Activity 1> Please extract the part of the Wisconsin article between "Responding to the" and "stripping his authority.", inclusive, copying it word for word.
Activity 2> According to the Wisconsin article, how long is the "public hearing" on the GOP plan scheduled to last?

Selected passage>
****

Wisconsin’s outgoing Gov. Scott Walker is attempting to effectively override the results of the November midterms.

Then Wisconsin Gov. Scott Walker delivers a speech on the third day of the Republican National Convention on July 20, 2016, at the Quicken Loans Arena in Cleveland, Ohio.

As Wisconsin’s GOP-controlled legislature and outgoing Republican Gov. Scott Walker seek to thwart the will of voters by ramming through a sweeping slate of legislation that would drastically curtail Democratic governor-elect Tony Evers’ authority and ability to implement his agenda, progressive advocacy groups announced emergency rallies on Monday to fight back against the GOP’s latest “shocking and naked power grab.”

“This is straight out of a banana republic and should be a huge national story,” Mother Jones reporter Ari Berman said of the GOP plan, which would strip Evers’ power to approve decisions by the newly elected Democratic state attorney general and hand this authority over to the Republican legislature.

Denouncing the corporate media’s overwhelming failure to cover the Wisconsin GOP’s attempt to effectively override the results of the November midterms, MoveOn.org Washington director Ben Wikler urged Wisconsinites to show up at the capitol building to protest the scheduled lame-duck special session Monday afternoon, during which the legislature will consider the Republican legislation.

As Indivisible Wisconsin pointed out, the “public hearing” on the GOP plan is scheduled to last precisely one minute.

On top of protests during the special session, advocacy groups also planned an emergency rally on the steps of the state capitol for Monday evening.

In addition to stripping Evers’ authority, the GOP’s sweeping plan — which the Wisconsin legislature could vote on as early as Tuesday — also seeks to restict voting rights by limiting early voting to no more than two weeks before an election. At present, some parts of the state allow for as much as six weeks of early voting.

As Wikler noted, the GOP’s legislation could force Evers to implement punitive Trump-approved Medicaid work requirements, stop him from banning guns from the state capitol, and bar him from taking legal action to defend safety net programs from Republican attacks.

“Warning to our friends across the country: what happens in Wisconsin doesn’t stay in Wisconsin,” Wikler wrote on Twitter. “The GOP (and Kochs) use the state as a petri dish for terrible hard-right ideas. If this works, it’ll spread elsewhere.”

Responding to the GOP power grab, Evers said in an interview on Saturday that he is considering legal action to prevent Republicans from stripping his authority.

“I view this as a repudiation of the last election,” Evers told the Milwaukee Journal Sentinel. “I will take any steps possible to assure the people of Wisconsin that I will not invalidate those votes. And frankly, I’m encouraging citizens across the state of Wisconsin to help me in that effort.”

****

Data supplied>
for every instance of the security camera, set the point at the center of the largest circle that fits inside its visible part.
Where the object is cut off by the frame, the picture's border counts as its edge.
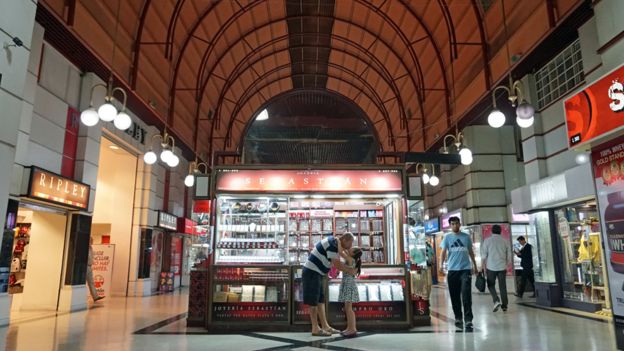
(17, 42)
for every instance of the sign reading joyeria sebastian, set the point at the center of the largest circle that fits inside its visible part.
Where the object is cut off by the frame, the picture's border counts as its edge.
(51, 187)
(309, 180)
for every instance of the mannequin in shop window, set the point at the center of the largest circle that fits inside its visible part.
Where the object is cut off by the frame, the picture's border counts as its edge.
(90, 282)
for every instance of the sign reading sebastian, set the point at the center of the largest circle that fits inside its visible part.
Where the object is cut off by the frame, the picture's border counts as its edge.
(52, 187)
(309, 180)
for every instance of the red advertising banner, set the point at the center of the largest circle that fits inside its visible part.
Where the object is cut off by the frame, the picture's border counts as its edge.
(608, 163)
(597, 110)
(201, 206)
(310, 180)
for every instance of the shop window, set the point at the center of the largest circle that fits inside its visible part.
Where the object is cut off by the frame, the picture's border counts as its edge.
(580, 247)
(78, 253)
(540, 229)
(559, 76)
(145, 253)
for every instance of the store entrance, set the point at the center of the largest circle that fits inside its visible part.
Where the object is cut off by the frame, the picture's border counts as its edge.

****

Final answer 1>
Responding to the GOP power grab, Evers said in an interview on Saturday that he is considering legal action to prevent Republicans from stripping his authority.

Final answer 2> Precisely one minute.